● REQUIRED TASK
Make an exact copy of each entry, leaving out every picture.

● GIVEN RECORDS
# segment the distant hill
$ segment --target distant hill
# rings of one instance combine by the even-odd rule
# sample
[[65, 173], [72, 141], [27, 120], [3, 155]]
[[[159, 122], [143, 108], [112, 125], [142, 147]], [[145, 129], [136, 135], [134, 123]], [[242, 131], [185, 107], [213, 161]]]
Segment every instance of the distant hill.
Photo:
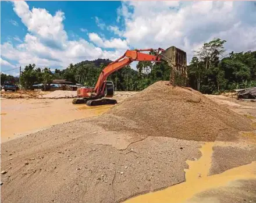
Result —
[[86, 64], [94, 64], [96, 67], [99, 67], [99, 65], [101, 63], [103, 63], [105, 65], [107, 65], [109, 63], [112, 62], [112, 60], [110, 60], [109, 59], [98, 59], [94, 60], [84, 60], [80, 63], [76, 63], [75, 65], [77, 66], [80, 66], [80, 65], [83, 65]]

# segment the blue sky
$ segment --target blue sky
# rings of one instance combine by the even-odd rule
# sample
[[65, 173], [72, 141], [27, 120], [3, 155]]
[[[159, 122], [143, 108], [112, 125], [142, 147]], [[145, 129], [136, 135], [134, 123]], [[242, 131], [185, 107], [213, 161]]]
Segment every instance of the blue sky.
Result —
[[33, 63], [54, 69], [115, 60], [134, 48], [175, 45], [189, 60], [216, 37], [227, 52], [256, 49], [251, 1], [1, 1], [1, 71], [12, 74]]

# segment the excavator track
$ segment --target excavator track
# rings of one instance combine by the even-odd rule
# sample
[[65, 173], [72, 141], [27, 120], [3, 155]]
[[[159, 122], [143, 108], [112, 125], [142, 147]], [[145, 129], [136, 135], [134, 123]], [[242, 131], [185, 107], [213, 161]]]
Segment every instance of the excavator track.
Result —
[[87, 100], [84, 99], [74, 99], [72, 101], [73, 104], [86, 104]]
[[118, 102], [115, 99], [101, 99], [95, 100], [89, 100], [86, 102], [86, 105], [89, 106], [105, 105], [108, 104], [116, 104]]

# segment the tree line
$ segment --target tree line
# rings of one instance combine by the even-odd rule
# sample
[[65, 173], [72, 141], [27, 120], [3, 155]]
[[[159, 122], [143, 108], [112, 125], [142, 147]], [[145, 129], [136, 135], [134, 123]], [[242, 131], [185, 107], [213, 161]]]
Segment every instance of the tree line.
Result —
[[[198, 50], [187, 66], [186, 86], [202, 93], [216, 94], [233, 89], [256, 86], [256, 51], [226, 54], [225, 40], [214, 39]], [[155, 54], [151, 52], [150, 54]], [[26, 66], [20, 78], [24, 88], [34, 84], [49, 85], [54, 79], [66, 79], [74, 83], [94, 87], [102, 69], [111, 61], [98, 59], [70, 63], [67, 68], [36, 67]], [[139, 62], [137, 70], [130, 66], [112, 73], [108, 78], [118, 91], [140, 91], [159, 80], [169, 80], [171, 68], [165, 62]], [[1, 83], [2, 81], [1, 74]], [[175, 79], [179, 83], [179, 76]]]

● TASK ANSWER
# segment the distant hill
$ segment --target distant hill
# rings of one instance combine by the even-odd rule
# sample
[[65, 173], [72, 141], [27, 120], [3, 155]]
[[[159, 122], [143, 108], [112, 125], [142, 147]], [[145, 129], [136, 135], [134, 123]], [[242, 131], [185, 107], [213, 161]]]
Segment every instance of the distant hill.
Photo:
Result —
[[86, 64], [94, 64], [96, 67], [99, 67], [99, 65], [101, 63], [103, 63], [105, 65], [107, 65], [109, 63], [112, 62], [112, 60], [110, 60], [109, 59], [98, 59], [94, 60], [84, 60], [80, 63], [76, 63], [75, 65], [77, 66], [80, 66], [80, 65], [83, 65]]

# segment the blue sky
$ segment --target blue sky
# rings of one instance combine by the even-odd rule
# sample
[[65, 173], [72, 141], [27, 120], [3, 155]]
[[[159, 122], [143, 108], [112, 125], [142, 147]], [[145, 129], [136, 135], [134, 123]], [[242, 131], [185, 107], [213, 161]]]
Segment every instance of the blue sky.
Result —
[[33, 63], [54, 69], [115, 60], [134, 48], [175, 45], [189, 60], [216, 37], [227, 52], [256, 49], [251, 1], [1, 1], [1, 71], [12, 74]]

# segment the excavator track
$ segment --target excavator track
# rings of one instance combine by the even-odd rule
# sample
[[65, 173], [72, 141], [27, 120], [3, 155]]
[[[159, 122], [143, 108], [112, 125], [142, 147]], [[145, 129], [136, 135], [134, 123]], [[242, 131], [185, 107], [213, 161]]]
Segment every instance of the excavator track.
Result —
[[87, 100], [84, 99], [74, 99], [72, 101], [73, 104], [86, 104]]
[[118, 102], [115, 99], [101, 99], [95, 100], [89, 100], [86, 102], [86, 105], [89, 106], [105, 105], [108, 104], [116, 104]]

# segment the tree line
$ segment --target tree line
# rings of one instance combine by the even-odd rule
# sample
[[65, 173], [72, 141], [27, 120], [3, 155]]
[[[159, 122], [143, 108], [112, 125], [142, 147]], [[145, 129], [136, 135], [134, 123]], [[242, 131], [185, 107], [213, 161]]]
Segment every instance of the tree line.
Result —
[[[198, 50], [187, 66], [186, 86], [202, 93], [216, 94], [233, 89], [256, 86], [256, 51], [226, 54], [225, 40], [214, 39]], [[155, 54], [151, 52], [150, 54]], [[26, 66], [20, 78], [24, 88], [34, 84], [49, 85], [54, 79], [66, 79], [74, 83], [94, 87], [102, 69], [111, 61], [98, 59], [70, 63], [67, 68], [36, 67]], [[139, 62], [137, 70], [130, 66], [112, 73], [108, 78], [118, 91], [140, 91], [159, 80], [169, 80], [171, 68], [165, 62]], [[1, 83], [2, 81], [1, 74]], [[175, 79], [179, 83], [179, 76]]]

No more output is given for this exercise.